● Stated goal: Translate into French the following sentence from the passage on religious rituals: "Baptism is one of the seven sacraments of the Catholic Church."

Religious rituals
Religious rituals

The Church of England and the Roman Catholic Church refer officially to baptism or infant baptism. Both churches prefer the baby to be baptised during a regular Sunday service, often at the same time as other families. If the baptism is during morning service or mass, it will usually be followed by a lunch.

It is still possible to have a private christening in a church of your choice, although it may take some tact and perseverance. If you have a special relationship with a priest or vicar from a different parish, who is for instance a family friend, then you will need to clear the arrangements with the local parish priest or vicar. Private christenings are often in the afternoon and followed by a tea, but this will be dictated by the local church’s timetable.

Church of England
During the baptism service, the parents and godparents gather together with the baby (traditionally wearing a white gown) and the vicar, usually around the church’s font, to make a series of religious declarations. They are required to declare, in unison, their belief in God, and that the child will be brought up following Jesus. The vicar marks the sign of the cross on the baby’s forehead, then pours some water on the child’s head, symbolising the washing away of all sin. If the ceremony is taking place during a normal service, the congregation may join in at this point, and a candle is lit symbolising Jesus as the light of the world. During the ceremony the mother usually holds the baby, but the godmother may hold the baby at some point. The register is signed after the ceremony, usually by the father.

Roman Catholic
Baptism is one of the seven sacraments of the Catholic Church. Traditionally infants were baptised as soon as possible after they were born; today the ceremony often takes place a little later but the baby may well be younger than is usual within the Anglican Church. The child should wear a white garment and in addition to being baptised with water is anointed with oil (chrism).


Traditionally there were three godparents, two of the same sex and one of the opposite sex. Today there may be six, sometimes more. Godparents are usually a mixture of friends and relations.

In the Church of England, godparents must have been baptised themselves, preferably confirmed too; in the case of Catholics at least one godparent, usually of the same sex as the baby, must be a full member of the Church in good standing – in other words a practising Catholic.

● Record extracts:
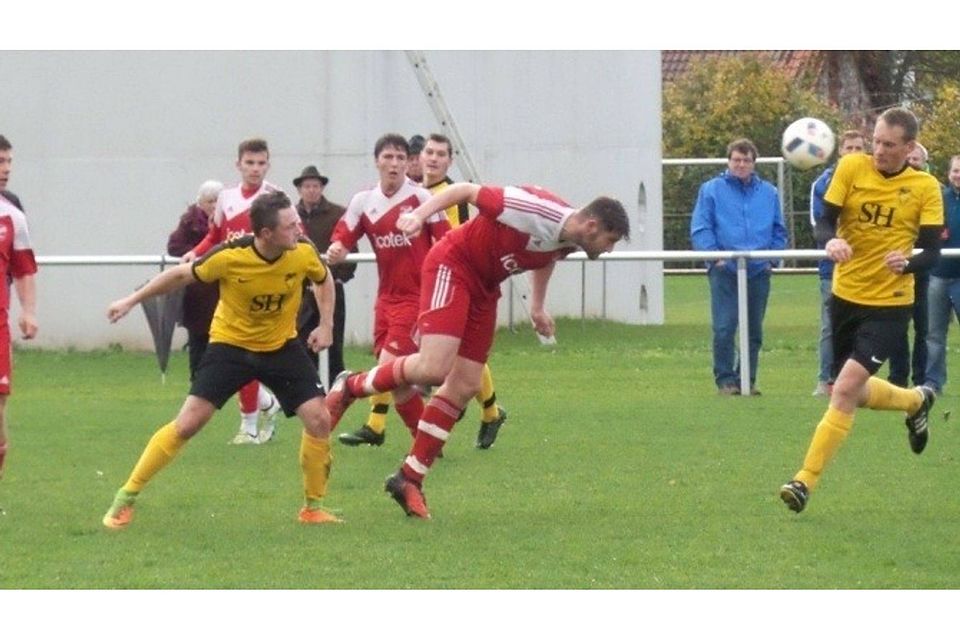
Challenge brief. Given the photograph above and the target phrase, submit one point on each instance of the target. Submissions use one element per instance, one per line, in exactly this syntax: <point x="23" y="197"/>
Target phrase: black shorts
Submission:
<point x="288" y="372"/>
<point x="866" y="334"/>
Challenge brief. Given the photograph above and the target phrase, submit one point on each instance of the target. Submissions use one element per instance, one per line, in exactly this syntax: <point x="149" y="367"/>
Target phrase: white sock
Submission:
<point x="248" y="422"/>
<point x="265" y="399"/>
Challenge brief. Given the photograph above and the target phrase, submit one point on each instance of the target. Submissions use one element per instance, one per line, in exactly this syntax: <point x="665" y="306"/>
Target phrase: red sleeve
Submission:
<point x="342" y="234"/>
<point x="439" y="229"/>
<point x="22" y="263"/>
<point x="209" y="241"/>
<point x="490" y="201"/>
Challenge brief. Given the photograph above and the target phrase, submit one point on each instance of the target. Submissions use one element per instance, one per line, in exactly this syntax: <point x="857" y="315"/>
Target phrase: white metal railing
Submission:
<point x="741" y="258"/>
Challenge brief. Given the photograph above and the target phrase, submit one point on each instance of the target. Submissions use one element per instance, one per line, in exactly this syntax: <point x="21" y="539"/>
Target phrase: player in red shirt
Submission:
<point x="231" y="220"/>
<point x="17" y="262"/>
<point x="374" y="213"/>
<point x="517" y="229"/>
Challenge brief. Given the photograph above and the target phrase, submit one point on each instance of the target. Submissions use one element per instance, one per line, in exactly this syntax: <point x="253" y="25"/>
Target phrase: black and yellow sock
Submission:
<point x="830" y="434"/>
<point x="161" y="449"/>
<point x="379" y="405"/>
<point x="315" y="461"/>
<point x="487" y="396"/>
<point x="885" y="396"/>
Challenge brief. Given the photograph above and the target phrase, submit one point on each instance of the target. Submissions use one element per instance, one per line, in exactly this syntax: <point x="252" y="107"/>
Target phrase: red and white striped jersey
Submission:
<point x="374" y="215"/>
<point x="16" y="255"/>
<point x="231" y="218"/>
<point x="517" y="229"/>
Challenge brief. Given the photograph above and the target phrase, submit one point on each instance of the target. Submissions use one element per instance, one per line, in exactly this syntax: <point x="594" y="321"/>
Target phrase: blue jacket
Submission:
<point x="949" y="267"/>
<point x="817" y="191"/>
<point x="731" y="215"/>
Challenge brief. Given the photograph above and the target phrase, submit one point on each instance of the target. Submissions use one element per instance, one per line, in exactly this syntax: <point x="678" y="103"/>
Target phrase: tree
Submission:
<point x="721" y="99"/>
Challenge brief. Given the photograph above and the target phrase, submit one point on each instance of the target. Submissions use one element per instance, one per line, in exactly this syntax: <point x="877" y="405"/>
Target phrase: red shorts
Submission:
<point x="454" y="303"/>
<point x="6" y="368"/>
<point x="393" y="326"/>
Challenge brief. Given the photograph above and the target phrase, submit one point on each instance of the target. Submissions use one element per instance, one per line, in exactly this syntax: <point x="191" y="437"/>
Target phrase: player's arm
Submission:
<point x="542" y="322"/>
<point x="26" y="288"/>
<point x="169" y="280"/>
<point x="457" y="193"/>
<point x="326" y="295"/>
<point x="929" y="240"/>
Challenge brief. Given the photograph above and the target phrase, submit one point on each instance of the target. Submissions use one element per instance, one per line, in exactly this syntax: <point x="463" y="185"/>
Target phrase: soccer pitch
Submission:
<point x="619" y="468"/>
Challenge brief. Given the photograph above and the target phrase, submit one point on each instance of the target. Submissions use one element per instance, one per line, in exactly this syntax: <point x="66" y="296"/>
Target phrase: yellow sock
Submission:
<point x="315" y="461"/>
<point x="830" y="434"/>
<point x="161" y="449"/>
<point x="487" y="396"/>
<point x="379" y="404"/>
<point x="886" y="396"/>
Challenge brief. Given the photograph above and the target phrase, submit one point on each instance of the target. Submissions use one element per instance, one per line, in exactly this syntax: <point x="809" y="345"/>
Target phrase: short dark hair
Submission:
<point x="442" y="139"/>
<point x="610" y="214"/>
<point x="253" y="145"/>
<point x="264" y="212"/>
<point x="744" y="146"/>
<point x="391" y="140"/>
<point x="851" y="134"/>
<point x="903" y="118"/>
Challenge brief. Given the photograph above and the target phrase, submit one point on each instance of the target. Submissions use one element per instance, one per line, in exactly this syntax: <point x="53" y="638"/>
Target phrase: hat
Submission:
<point x="310" y="172"/>
<point x="416" y="144"/>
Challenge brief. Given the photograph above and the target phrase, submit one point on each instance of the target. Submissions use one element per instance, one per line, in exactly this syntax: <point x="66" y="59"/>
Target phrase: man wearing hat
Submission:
<point x="319" y="216"/>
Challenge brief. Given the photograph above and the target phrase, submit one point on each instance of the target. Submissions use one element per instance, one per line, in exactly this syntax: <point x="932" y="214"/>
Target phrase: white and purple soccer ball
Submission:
<point x="808" y="142"/>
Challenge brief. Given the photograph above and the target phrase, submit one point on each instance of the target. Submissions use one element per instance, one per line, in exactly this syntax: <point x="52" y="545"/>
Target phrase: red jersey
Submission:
<point x="517" y="229"/>
<point x="16" y="256"/>
<point x="399" y="258"/>
<point x="231" y="218"/>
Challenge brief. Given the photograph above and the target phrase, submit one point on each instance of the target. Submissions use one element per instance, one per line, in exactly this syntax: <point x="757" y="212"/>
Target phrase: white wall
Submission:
<point x="109" y="148"/>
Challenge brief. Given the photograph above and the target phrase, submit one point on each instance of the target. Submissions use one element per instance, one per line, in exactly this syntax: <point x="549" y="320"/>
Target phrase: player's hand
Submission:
<point x="409" y="224"/>
<point x="336" y="253"/>
<point x="118" y="309"/>
<point x="838" y="250"/>
<point x="28" y="326"/>
<point x="896" y="261"/>
<point x="320" y="338"/>
<point x="543" y="323"/>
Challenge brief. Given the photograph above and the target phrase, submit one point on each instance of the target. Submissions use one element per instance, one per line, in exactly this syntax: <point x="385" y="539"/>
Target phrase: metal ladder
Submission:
<point x="431" y="90"/>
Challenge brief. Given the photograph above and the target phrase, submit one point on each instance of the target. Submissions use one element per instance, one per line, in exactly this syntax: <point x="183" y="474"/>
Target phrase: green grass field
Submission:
<point x="619" y="468"/>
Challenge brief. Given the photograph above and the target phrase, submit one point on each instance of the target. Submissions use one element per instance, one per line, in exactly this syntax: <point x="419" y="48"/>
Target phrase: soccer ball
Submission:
<point x="807" y="143"/>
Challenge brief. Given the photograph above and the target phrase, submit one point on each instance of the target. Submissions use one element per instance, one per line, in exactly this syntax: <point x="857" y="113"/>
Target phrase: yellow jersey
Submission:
<point x="456" y="214"/>
<point x="259" y="298"/>
<point x="879" y="214"/>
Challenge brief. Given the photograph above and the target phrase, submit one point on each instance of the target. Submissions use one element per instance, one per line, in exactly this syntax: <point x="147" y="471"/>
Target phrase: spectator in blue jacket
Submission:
<point x="943" y="293"/>
<point x="737" y="211"/>
<point x="851" y="141"/>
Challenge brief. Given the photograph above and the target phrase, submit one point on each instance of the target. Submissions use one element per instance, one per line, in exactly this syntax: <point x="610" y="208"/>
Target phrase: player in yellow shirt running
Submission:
<point x="876" y="211"/>
<point x="253" y="336"/>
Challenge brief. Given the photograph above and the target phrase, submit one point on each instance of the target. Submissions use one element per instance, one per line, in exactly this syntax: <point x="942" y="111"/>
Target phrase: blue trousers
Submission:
<point x="943" y="300"/>
<point x="723" y="309"/>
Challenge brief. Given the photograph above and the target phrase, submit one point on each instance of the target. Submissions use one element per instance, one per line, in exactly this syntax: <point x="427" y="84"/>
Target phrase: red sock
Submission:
<point x="384" y="377"/>
<point x="410" y="411"/>
<point x="434" y="428"/>
<point x="248" y="397"/>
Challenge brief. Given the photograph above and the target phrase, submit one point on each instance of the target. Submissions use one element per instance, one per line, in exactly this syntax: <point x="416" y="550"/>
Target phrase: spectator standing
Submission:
<point x="904" y="367"/>
<point x="319" y="216"/>
<point x="943" y="294"/>
<point x="199" y="298"/>
<point x="737" y="211"/>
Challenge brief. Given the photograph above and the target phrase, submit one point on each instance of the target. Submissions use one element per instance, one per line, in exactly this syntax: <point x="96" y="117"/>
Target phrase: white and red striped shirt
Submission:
<point x="16" y="255"/>
<point x="517" y="229"/>
<point x="399" y="258"/>
<point x="231" y="218"/>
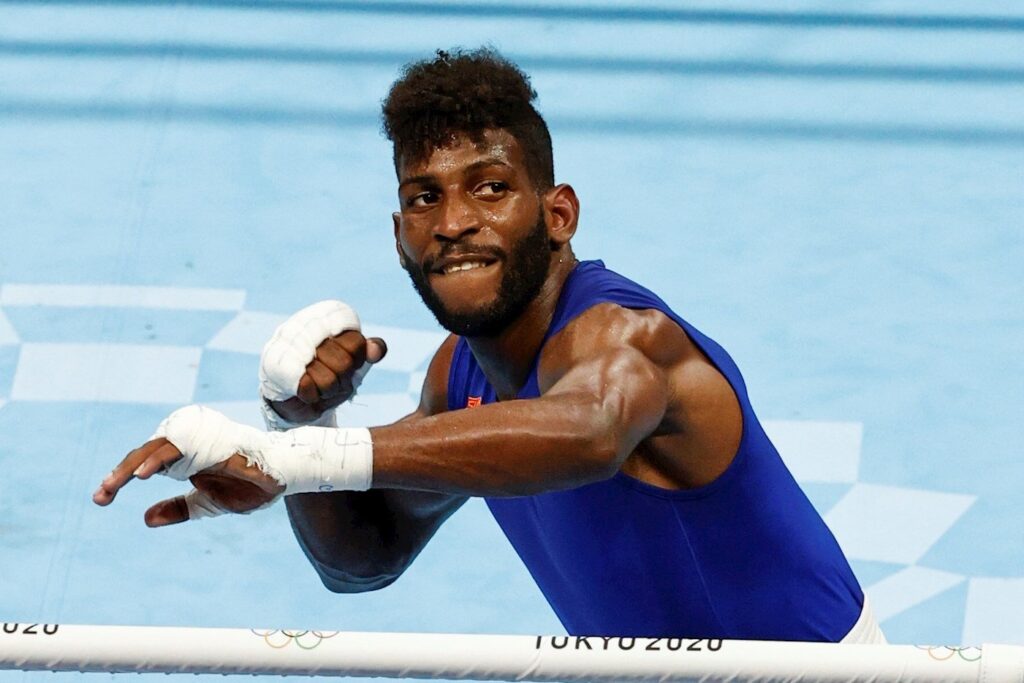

● Task result: Le baptême est l'un des sept sacrements de l'Église catholique.